DATA PROVIDED:
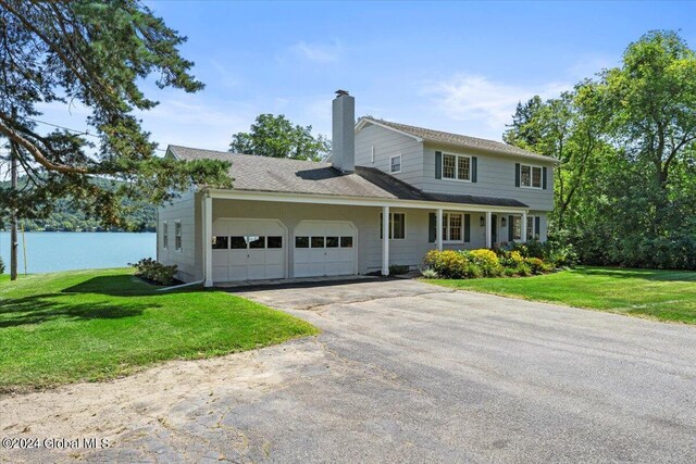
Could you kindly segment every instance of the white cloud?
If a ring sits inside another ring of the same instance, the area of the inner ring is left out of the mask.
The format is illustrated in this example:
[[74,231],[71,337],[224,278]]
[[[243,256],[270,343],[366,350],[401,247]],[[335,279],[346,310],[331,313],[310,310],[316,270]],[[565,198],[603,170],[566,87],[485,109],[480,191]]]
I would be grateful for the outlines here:
[[315,63],[334,63],[340,58],[343,46],[338,41],[333,43],[308,43],[303,40],[290,47],[290,52]]
[[520,86],[484,76],[458,74],[446,80],[426,84],[421,93],[430,96],[437,108],[452,120],[483,122],[502,133],[518,102],[535,95],[542,98],[556,97],[571,88],[572,85],[566,83]]

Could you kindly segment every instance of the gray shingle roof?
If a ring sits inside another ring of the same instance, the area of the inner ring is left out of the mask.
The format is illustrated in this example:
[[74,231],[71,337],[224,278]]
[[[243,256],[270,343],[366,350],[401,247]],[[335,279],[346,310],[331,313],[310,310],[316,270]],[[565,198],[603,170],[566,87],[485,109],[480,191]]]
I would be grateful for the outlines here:
[[356,166],[355,173],[344,174],[330,163],[314,161],[256,156],[179,146],[170,146],[169,151],[177,159],[186,161],[231,161],[229,176],[234,179],[234,190],[527,208],[524,203],[506,198],[427,193],[373,167]]
[[557,162],[555,158],[544,156],[542,154],[534,153],[529,150],[523,150],[521,148],[518,148],[508,143],[495,141],[495,140],[487,140],[487,139],[482,139],[477,137],[469,137],[460,134],[445,133],[442,130],[426,129],[425,127],[409,126],[408,124],[393,123],[390,121],[377,120],[371,116],[363,116],[360,120],[361,121],[364,120],[365,122],[377,123],[383,126],[399,130],[401,133],[409,134],[413,137],[421,138],[424,141],[428,141],[428,142],[453,145],[453,146],[472,148],[477,150],[493,151],[501,154],[512,154],[518,156],[534,158],[537,160]]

EXERCISE DIRECTIONS: Put every line of the listing from the one containing "Could you kindly segment every instance of the gray" through the end of the listing, both ends included, into a numbered list, leaving out blank lines.

WORKED ANSWER:
1. Could you kindly segment every instance of the gray shingle roof?
2. If a ring sits inside another ring of the same instance, the area of the inner ring is left out of the mask.
3. The format is illustrated in this example:
4. [[74,231],[71,337],[224,278]]
5. [[[243,256],[270,343],[366,350],[401,247]],[[335,279],[346,310],[331,313],[310,310],[316,270]],[[565,198],[603,170],[566,87],[485,109],[480,191]]]
6. I would be grateful for the outlines here:
7. [[356,166],[355,173],[344,174],[330,163],[314,161],[256,156],[179,146],[170,146],[169,151],[177,159],[186,161],[231,161],[229,176],[234,179],[234,190],[527,208],[524,203],[506,198],[427,193],[373,167]]
8. [[557,162],[555,158],[544,156],[542,154],[534,153],[529,150],[523,150],[521,148],[518,148],[508,143],[495,141],[495,140],[487,140],[487,139],[482,139],[477,137],[469,137],[460,134],[445,133],[442,130],[426,129],[425,127],[409,126],[408,124],[393,123],[390,121],[377,120],[371,116],[363,116],[360,120],[361,121],[364,120],[365,122],[377,123],[383,126],[399,130],[401,133],[409,134],[413,137],[421,138],[424,141],[428,141],[428,142],[453,145],[453,146],[472,148],[477,150],[493,151],[501,154],[512,154],[518,156],[534,158],[537,160]]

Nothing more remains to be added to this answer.